TEXTO FORNECIDO:
• • • • •

#11 Trop Drops | Raízes Futuristas
Entre Alok e a Disney, passando pela demarcação de terras brasileiras, nunca pensamos tanto o futuro a partir do passado.
Trop Drops é um conteúdo mensal para nossos assinantes acompanharem sinais de comportamentos emergentes a partir do Radar de Tropicalização - metodologia exclusiva de Trop para mapear e localizar tendências, que você pode conhecer em detalhes aqui :)
“O futuro é ancestral e a humanidade precisa aprender com ele a pisar suavemente na terra.” Ailton Krenak
Saber de onde viemos faz parte da descoberta de quem somos. Se para você as descobertas das suas raízes ainda não foi pauta de pesquisa e de conversas, saiba que esse é um assunto cada vez mais evidente – e talvez a sua hora chegue agora, com essa motivação. E isso é pista do amplo fortalecimento de uma das tendências apresentadas no report Trop 2023 e que hoje se mostra com maior expansão desde então, e que chamamos de Raízes Futuristas: a busca das origens e o reconhecimento das raízes frente a um mundo que se abre para novas narrativas.
Falar de ancestralidade nunca foi tão contemporâneo, e o entendimento dos saberes absorvidos a partir desse processo de imersão no passado nunca foi tão futurista: em meio ao contexto de caos e incertezas como se mostra o espírito do tempo atual, ter certezas no passado é uma forma de se apegar à solidez do que já existiu para resistir à incerteza do que virá. Mas para além da descoberta dessas raízes, o movimento que falamos hoje reivindica a visibilidade e a validação de culturas que foram soterradas, negadas e invisibilizadas pelo modelo violento de colonização do Brasil: a indígena e a de matriz africana.

• • • • •

TRECHOS DAS ENTRADAS:
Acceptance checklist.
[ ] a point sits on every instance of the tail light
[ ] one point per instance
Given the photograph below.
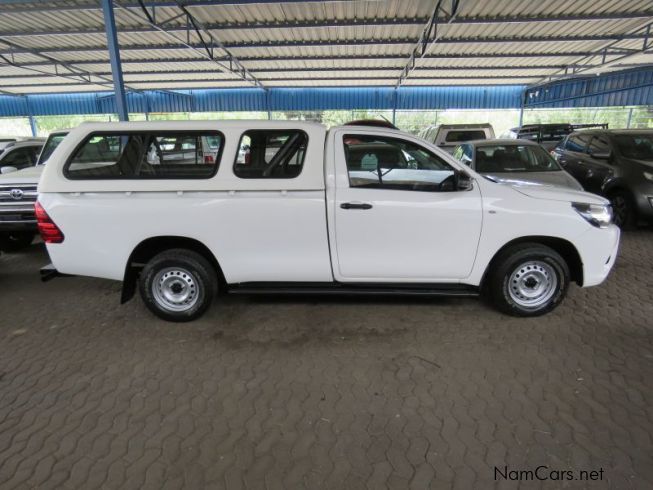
(50, 232)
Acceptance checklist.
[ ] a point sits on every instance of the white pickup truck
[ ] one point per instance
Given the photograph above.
(289, 207)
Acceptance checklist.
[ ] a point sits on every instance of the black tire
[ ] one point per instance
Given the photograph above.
(623, 207)
(516, 268)
(16, 241)
(179, 273)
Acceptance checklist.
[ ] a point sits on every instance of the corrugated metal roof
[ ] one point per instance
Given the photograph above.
(320, 44)
(627, 88)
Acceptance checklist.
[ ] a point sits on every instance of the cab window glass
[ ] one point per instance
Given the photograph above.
(146, 156)
(463, 153)
(20, 157)
(577, 142)
(391, 163)
(271, 154)
(599, 144)
(464, 135)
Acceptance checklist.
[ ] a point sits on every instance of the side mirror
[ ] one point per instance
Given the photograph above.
(602, 155)
(463, 181)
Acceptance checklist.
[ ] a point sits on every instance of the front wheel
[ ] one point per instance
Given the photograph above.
(528, 280)
(178, 285)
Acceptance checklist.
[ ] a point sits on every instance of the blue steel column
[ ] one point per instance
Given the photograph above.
(32, 124)
(114, 55)
(30, 116)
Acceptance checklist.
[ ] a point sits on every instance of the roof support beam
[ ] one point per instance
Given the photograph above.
(114, 56)
(318, 69)
(350, 42)
(458, 56)
(429, 36)
(207, 46)
(616, 53)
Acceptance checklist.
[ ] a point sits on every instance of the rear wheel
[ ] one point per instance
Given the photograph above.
(15, 241)
(528, 280)
(178, 285)
(625, 216)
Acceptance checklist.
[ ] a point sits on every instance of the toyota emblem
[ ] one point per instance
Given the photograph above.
(16, 194)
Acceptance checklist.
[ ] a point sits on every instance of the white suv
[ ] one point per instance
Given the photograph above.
(353, 210)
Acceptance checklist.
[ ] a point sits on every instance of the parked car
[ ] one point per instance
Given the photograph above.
(617, 164)
(17, 197)
(548, 135)
(514, 162)
(352, 210)
(448, 136)
(16, 155)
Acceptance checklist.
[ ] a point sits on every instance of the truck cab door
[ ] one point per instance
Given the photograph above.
(395, 214)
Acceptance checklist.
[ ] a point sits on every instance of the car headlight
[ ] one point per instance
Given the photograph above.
(599, 215)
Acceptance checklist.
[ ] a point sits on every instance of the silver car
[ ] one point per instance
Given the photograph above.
(512, 161)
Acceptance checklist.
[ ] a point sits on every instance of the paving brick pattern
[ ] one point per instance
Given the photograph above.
(267, 393)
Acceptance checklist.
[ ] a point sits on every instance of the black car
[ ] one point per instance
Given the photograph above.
(617, 164)
(550, 134)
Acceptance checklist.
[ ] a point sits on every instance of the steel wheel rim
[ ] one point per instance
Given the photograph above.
(175, 289)
(532, 284)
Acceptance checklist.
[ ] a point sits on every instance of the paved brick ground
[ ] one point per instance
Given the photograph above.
(322, 393)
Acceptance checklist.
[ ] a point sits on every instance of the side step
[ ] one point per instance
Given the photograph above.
(367, 289)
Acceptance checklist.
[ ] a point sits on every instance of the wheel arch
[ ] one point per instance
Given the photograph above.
(565, 248)
(152, 246)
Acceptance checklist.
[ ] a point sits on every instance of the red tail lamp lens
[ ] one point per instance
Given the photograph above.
(50, 232)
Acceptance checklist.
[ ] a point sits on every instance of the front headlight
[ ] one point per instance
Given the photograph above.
(599, 215)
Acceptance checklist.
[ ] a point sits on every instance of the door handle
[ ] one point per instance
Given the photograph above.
(356, 205)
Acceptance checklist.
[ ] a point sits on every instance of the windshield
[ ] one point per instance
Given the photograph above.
(635, 146)
(49, 147)
(514, 158)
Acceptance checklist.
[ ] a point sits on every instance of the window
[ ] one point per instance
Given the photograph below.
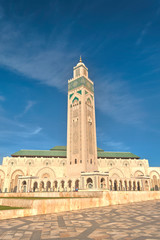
(77, 72)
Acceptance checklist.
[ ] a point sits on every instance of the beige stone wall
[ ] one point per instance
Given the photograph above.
(69, 204)
(123, 172)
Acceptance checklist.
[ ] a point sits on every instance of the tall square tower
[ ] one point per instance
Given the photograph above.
(81, 126)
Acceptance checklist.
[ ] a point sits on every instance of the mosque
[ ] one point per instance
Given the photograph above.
(81, 165)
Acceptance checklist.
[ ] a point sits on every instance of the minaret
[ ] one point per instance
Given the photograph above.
(81, 126)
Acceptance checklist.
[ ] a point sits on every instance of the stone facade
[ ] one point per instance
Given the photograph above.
(81, 165)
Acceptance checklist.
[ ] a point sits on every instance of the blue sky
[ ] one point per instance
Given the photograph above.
(40, 43)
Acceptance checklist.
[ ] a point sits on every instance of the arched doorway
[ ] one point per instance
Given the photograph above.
(24, 186)
(125, 185)
(103, 184)
(155, 183)
(115, 185)
(110, 185)
(70, 185)
(134, 186)
(138, 186)
(41, 186)
(120, 185)
(1, 180)
(146, 186)
(35, 186)
(89, 183)
(77, 185)
(14, 180)
(55, 186)
(48, 186)
(62, 185)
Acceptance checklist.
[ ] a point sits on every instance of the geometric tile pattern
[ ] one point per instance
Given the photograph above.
(138, 221)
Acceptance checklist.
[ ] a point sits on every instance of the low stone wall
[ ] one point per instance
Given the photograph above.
(55, 194)
(69, 204)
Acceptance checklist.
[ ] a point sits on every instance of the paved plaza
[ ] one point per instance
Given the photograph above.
(139, 221)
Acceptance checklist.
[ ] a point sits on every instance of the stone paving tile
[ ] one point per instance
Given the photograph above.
(136, 221)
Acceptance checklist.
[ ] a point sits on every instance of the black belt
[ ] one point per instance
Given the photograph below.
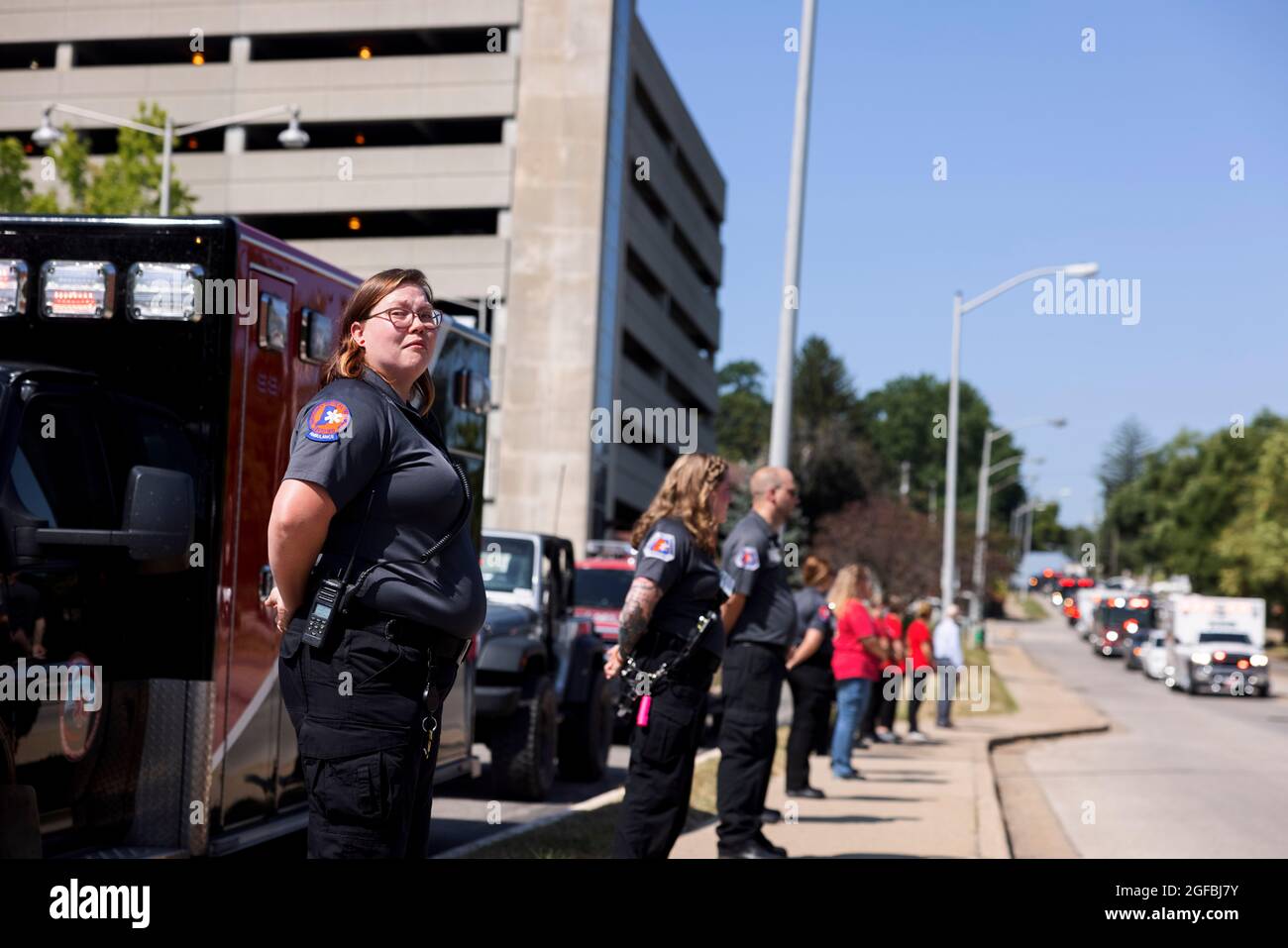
(404, 630)
(777, 648)
(702, 660)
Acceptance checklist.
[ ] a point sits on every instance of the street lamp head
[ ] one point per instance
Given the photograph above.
(47, 134)
(292, 136)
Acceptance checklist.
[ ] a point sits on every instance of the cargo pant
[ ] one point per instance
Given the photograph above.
(748, 733)
(360, 717)
(660, 780)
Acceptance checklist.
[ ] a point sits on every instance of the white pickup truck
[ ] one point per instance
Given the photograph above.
(1218, 644)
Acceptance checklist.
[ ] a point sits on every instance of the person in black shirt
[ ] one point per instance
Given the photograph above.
(370, 491)
(677, 582)
(809, 673)
(761, 621)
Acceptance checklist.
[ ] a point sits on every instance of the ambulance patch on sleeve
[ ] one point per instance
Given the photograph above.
(661, 546)
(327, 420)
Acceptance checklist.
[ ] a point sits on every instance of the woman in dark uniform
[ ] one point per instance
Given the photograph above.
(677, 582)
(373, 488)
(809, 673)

• • • • •

O QUE FAZER:
1/ No texto sobre Raízes Futuristas, quais culturas o movimento busca tornar visíveis e validar?
2/ Reproduza o trecho do texto sobre Raízes Futuristas que começa em "Trop Drops é" e vai até "para novas narrativas.", incluindo essas palavras.

RESPOSTAS:
1/ A indígena e a de matriz africana.

2/
Trop Drops é um conteúdo mensal para nossos assinantes acompanharem sinais de comportamentos emergentes a partir do Radar de Tropicalização - metodologia exclusiva de Trop para mapear e localizar tendências, que você pode conhecer em detalhes aqui :)
“O futuro é ancestral e a humanidade precisa aprender com ele a pisar suavemente na terra.” Ailton Krenak
Saber de onde viemos faz parte da descoberta de quem somos. Se para você as descobertas das suas raízes ainda não foi pauta de pesquisa e de conversas, saiba que esse é um assunto cada vez mais evidente – e talvez a sua hora chegue agora, com essa motivação. E isso é pista do amplo fortalecimento de uma das tendências apresentadas no report Trop 2023 e que hoje se mostra com maior expansão desde então, e que chamamos de Raízes Futuristas: a busca das origens e o reconhecimento das raízes frente a um mundo que se abre para novas narrativas.